Activity: Retype the article about the emergency credit line guarantee scheme word for word. Begin at the words "Loans under the" and stop after "14 per cent.".

Selected text:
******************************
Guaranteed loans will be provided to stressed assets, impacted by the Covid-19 pandemic, from the existing credit line of Rs three trillion earmarked for the previous scheme meant for small businesses.
The operational guidelines for the ‘guaranteed emergency credit line’ scheme issued on Thursday stated that the scheme would be applicable to all 26 sectors, identified by the K. V. Kamath committee on resolution framework and health sector, with past dues from Rs 50-Rs 500 crore as of 29 February, 2020.
The scheme will be in force till March 31 or till the time Rs 3 trillion is sanctioned under the scheme “taking into account both emergency credit line guarantee scheme 1.0 and 2.0, whichever is earlier.”
“Accordingly, you should avail of the guarantee cover at the earliest or else you may lose the same if the amount of guarantees issued under the scheme crosses the mark of Rs.3 lakh crore,” the frequently asked questions issued by the National Credit Guarantee Trustee Company, which is providing credit guarantee for the scheme, on Thursday said.
This means that the credit line for stressed assets would be out of the remaining Rs 1 trillion, which can also be utilised by micro, small and medium enterprises, business enterprises, and individual loans for business purposes with credit outstanding of up to Rs 50 crore from financial institutions.
Till November 12, banks have already sanctioned Rs 2.05 trillion to 6.1 million borrowers under ECLGS 1.0.
“Entire disbursement out of fund-based facility and utilization of at least first tranche under non-fund based facility should happen on or before 30 June 2021.
Utilisation of further tranches under non-fund based facility can happen subsequently during the currency of the guarantee cover,” according to the guidelines.
Borrowers who have availed assistance under the ECLGS 1.0 will not be eligible for coverage under the new scheme.
Under the scheme, borrowers are eligible for total assistance upto 20 per cent of their credit outstanding across all lending institutions as of February 29, 2020. “This assistance could be in the form of fund based facility, non-fund based facility or a mix of the two. Credit decision of how much would be fund based and/or how much would be non-fund based would rest with the micro lending institutions,” the guidelines said.
The tenor of fund based facility provided under ECLGS 2.0 will be five years from the date of first disbursement under the fund-based or non-fund based facility. “No tenor has been prescribed for non-fund based facility, but the guarantee cover on the non-fund based facility shall expire on completion of five years from the date of first disbursement under fund based or non-fund based facility,” the guidelines stated.
The principal amount will have to be repaid in 36 instalments after the moratorium period is over in case of loans covered under ECLGS 1.0 and in 48 instalments after the moratorium period in case of loans covered under ECLGS 2.0. “There shall be no moratorium for non-fund based facility,” the scheme said.
Loans under the scheme will be linked to external benchmark rates for MSMEs and marginal cost-based lending rate for non-MSMEs. “Overall lending rate is capped at 1 per cent above the external benchmark lending rate (for MSMEs) and marginal cost based lending rate (for non-MSMEs) or 9.25 per cent p.a. whichever is lower. Loans which are allowed not to be benchmarked to external rates shall be capped at maximum of 9.25 per cent,” according to the guidelines. The interest rate for non-banking financial companies and housing financial companies will be capped at 14 per cent.
******************************
Listed records:
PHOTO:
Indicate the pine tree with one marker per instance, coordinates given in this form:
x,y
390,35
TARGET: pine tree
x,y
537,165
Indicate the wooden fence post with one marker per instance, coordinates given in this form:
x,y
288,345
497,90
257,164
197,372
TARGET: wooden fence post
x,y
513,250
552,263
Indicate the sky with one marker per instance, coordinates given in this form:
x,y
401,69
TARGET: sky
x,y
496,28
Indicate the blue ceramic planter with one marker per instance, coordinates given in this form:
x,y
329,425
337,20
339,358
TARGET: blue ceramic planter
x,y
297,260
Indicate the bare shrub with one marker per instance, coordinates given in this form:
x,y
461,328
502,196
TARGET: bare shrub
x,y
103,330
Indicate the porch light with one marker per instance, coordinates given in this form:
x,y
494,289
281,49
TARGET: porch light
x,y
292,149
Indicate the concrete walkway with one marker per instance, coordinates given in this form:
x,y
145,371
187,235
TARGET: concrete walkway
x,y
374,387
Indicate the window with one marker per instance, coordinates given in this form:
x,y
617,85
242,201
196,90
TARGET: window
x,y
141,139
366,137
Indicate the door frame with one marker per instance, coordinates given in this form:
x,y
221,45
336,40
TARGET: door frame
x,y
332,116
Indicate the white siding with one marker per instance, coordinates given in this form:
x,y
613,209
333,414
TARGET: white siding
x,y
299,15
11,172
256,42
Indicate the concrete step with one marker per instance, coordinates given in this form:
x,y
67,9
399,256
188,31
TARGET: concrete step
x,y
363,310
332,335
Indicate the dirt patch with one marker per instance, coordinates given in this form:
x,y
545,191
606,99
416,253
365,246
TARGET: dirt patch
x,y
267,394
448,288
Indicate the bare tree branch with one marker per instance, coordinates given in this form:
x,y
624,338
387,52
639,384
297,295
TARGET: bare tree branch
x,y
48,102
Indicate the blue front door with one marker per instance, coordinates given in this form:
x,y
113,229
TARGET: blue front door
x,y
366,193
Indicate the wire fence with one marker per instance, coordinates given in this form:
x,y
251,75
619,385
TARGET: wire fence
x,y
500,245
******************************
Result:
Loans under the scheme will be linked to external benchmark rates for MSMEs and marginal cost-based lending rate for non-MSMEs. “Overall lending rate is capped at 1 per cent above the external benchmark lending rate (for MSMEs) and marginal cost based lending rate (for non-MSMEs) or 9.25 per cent p.a. whichever is lower. Loans which are allowed not to be benchmarked to external rates shall be capped at maximum of 9.25 per cent,” according to the guidelines. The interest rate for non-banking financial companies and housing financial companies will be capped at 14 per cent.